Polski Śląsk nie próżnował, już od lat 20. Trzeba jednak pamiętać, iż region ten, dość zasobny, systematycznie w międzywojniu usiłował swój regionalny majątek pomnażać - okazja ku temu niemała, bo autonomia. Niemal bezprecedensowa w skali kontynentu autonomia polskiego Śląska, w ramach II RP, powodowała, iż większość pieniążków wypracowanych w regionie zamiast powędrować do Warszawy, zostawała u nas. 

Niemcy nie mogli sobie pozwolić na taki komfort. Powojenne, powersalskie państwo niemieckie - Republika Weimarska - to państwo, jakkolwiek to by nie zabrzmiało, dość liche i biedne. Tysiące ludzi, w tym uciekinierów z polskiej części Śląska,  mieszkających w barakach i wagonach kolejowych. Przez chwilę zapomniany region, gdzieś na odległych, wschodnich niemieckich rubieżach. Jednak i tu środki pieniężne musiały się znaleźć. 


































Kościół p.w. św. Józefa, poświęcony w 1931 roku.

POLECENIE.
Zacytuj wiernie część tekstu o Śląsku w okresie międzywojennym, zaczynając od słów „Niemcy nie mogli” i kończąc na słowach „musiały się znaleźć.”.

DANE.

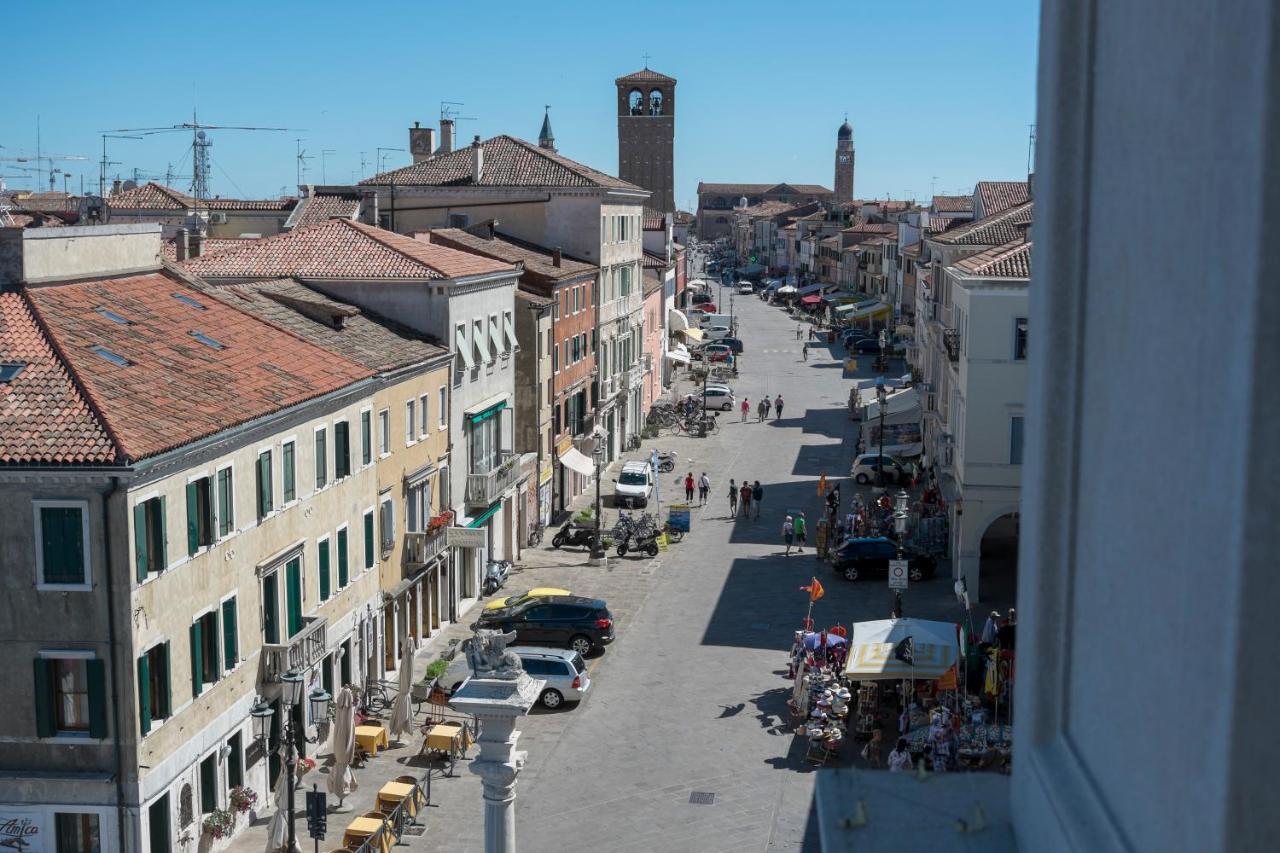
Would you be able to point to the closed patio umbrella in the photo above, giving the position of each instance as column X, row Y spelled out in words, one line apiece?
column 342, row 780
column 402, row 715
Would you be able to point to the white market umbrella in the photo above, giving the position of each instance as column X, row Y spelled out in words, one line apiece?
column 342, row 780
column 402, row 714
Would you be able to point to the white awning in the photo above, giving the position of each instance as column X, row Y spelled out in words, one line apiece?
column 577, row 461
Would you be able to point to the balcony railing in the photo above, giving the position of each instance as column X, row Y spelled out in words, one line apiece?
column 951, row 341
column 300, row 653
column 488, row 487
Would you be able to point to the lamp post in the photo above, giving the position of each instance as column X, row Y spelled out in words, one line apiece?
column 291, row 694
column 598, row 457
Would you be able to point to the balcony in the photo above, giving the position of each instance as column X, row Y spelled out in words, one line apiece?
column 488, row 487
column 300, row 653
column 951, row 341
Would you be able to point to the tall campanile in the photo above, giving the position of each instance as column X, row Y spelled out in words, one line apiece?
column 647, row 135
column 845, row 162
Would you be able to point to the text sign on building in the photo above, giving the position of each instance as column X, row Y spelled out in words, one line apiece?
column 897, row 574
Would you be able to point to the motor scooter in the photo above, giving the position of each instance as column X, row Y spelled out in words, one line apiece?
column 572, row 536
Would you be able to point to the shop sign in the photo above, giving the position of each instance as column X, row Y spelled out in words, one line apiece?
column 897, row 578
column 467, row 537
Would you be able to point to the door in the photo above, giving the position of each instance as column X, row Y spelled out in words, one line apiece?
column 158, row 825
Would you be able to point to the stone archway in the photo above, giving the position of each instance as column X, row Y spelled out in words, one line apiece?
column 997, row 560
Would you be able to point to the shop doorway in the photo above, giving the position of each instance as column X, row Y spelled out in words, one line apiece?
column 997, row 562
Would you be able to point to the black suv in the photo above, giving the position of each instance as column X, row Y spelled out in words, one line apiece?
column 860, row 557
column 574, row 621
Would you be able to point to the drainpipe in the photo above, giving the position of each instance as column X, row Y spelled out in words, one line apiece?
column 115, row 670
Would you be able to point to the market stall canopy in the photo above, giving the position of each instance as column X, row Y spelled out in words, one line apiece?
column 577, row 461
column 872, row 651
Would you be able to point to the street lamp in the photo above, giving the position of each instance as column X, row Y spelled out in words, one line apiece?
column 291, row 694
column 598, row 456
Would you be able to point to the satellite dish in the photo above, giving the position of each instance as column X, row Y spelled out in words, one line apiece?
column 94, row 210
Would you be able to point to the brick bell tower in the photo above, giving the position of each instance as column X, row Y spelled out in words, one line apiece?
column 647, row 135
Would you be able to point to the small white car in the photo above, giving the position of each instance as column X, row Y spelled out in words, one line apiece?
column 634, row 484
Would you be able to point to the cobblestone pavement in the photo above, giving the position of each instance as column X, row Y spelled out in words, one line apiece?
column 690, row 698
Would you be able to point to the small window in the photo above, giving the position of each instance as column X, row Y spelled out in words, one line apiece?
column 113, row 316
column 208, row 341
column 114, row 357
column 187, row 300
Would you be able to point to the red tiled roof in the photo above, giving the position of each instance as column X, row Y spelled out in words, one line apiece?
column 990, row 231
column 44, row 418
column 1011, row 260
column 176, row 388
column 952, row 204
column 999, row 196
column 507, row 163
column 342, row 249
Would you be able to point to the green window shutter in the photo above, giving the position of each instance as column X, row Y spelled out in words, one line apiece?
column 144, row 694
column 96, row 673
column 192, row 520
column 140, row 541
column 324, row 570
column 46, row 725
column 197, row 653
column 342, row 557
column 231, row 642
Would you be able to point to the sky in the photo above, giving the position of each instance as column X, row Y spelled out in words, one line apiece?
column 940, row 95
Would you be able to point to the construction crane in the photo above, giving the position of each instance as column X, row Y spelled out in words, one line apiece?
column 200, row 145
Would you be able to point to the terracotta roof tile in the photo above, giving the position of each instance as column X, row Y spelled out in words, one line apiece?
column 44, row 418
column 507, row 163
column 342, row 249
column 990, row 231
column 176, row 388
column 1011, row 260
column 999, row 196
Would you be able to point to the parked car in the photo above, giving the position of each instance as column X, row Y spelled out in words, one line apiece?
column 634, row 484
column 865, row 466
column 720, row 398
column 563, row 670
column 871, row 556
column 567, row 621
column 520, row 598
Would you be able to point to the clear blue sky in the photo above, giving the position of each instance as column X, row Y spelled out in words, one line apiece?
column 940, row 90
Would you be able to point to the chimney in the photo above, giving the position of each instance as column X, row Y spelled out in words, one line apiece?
column 476, row 160
column 369, row 208
column 421, row 142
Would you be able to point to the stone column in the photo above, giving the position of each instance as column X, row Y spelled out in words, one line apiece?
column 497, row 703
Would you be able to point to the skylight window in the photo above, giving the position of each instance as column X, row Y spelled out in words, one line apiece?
column 114, row 357
column 113, row 316
column 187, row 300
column 208, row 341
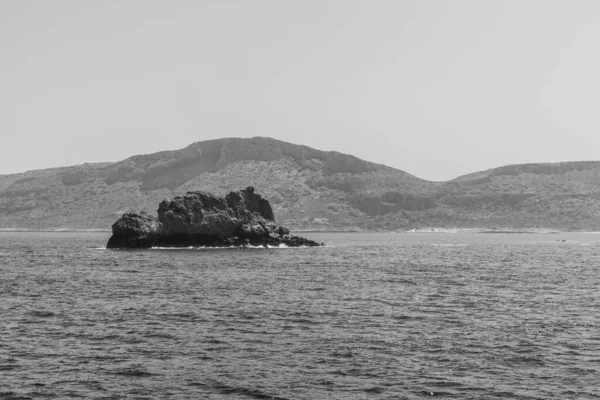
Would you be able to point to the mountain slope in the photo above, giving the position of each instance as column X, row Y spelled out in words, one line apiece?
column 308, row 189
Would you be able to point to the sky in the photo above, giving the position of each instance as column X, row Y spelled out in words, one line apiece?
column 435, row 88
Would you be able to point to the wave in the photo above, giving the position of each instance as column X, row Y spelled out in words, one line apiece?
column 281, row 246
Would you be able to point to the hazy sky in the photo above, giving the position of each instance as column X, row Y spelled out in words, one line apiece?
column 435, row 88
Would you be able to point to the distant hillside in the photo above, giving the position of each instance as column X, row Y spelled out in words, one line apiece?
column 308, row 189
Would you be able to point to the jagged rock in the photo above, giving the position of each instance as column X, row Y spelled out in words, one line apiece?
column 203, row 219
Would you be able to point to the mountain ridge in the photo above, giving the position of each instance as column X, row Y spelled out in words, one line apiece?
column 309, row 189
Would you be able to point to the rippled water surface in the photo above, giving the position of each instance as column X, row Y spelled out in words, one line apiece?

ROZWIĄZANIE.
Niemcy nie mogli sobie pozwolić na taki komfort. Powojenne, powersalskie państwo niemieckie - Republika Weimarska - to państwo, jakkolwiek to by nie zabrzmiało, dość liche i biedne. Tysiące ludzi, w tym uciekinierów z polskiej części Śląska,  mieszkających w barakach i wagonach kolejowych. Przez chwilę zapomniany region, gdzieś na odległych, wschodnich niemieckich rubieżach. Jednak i tu środki pieniężne musiały się znaleźć.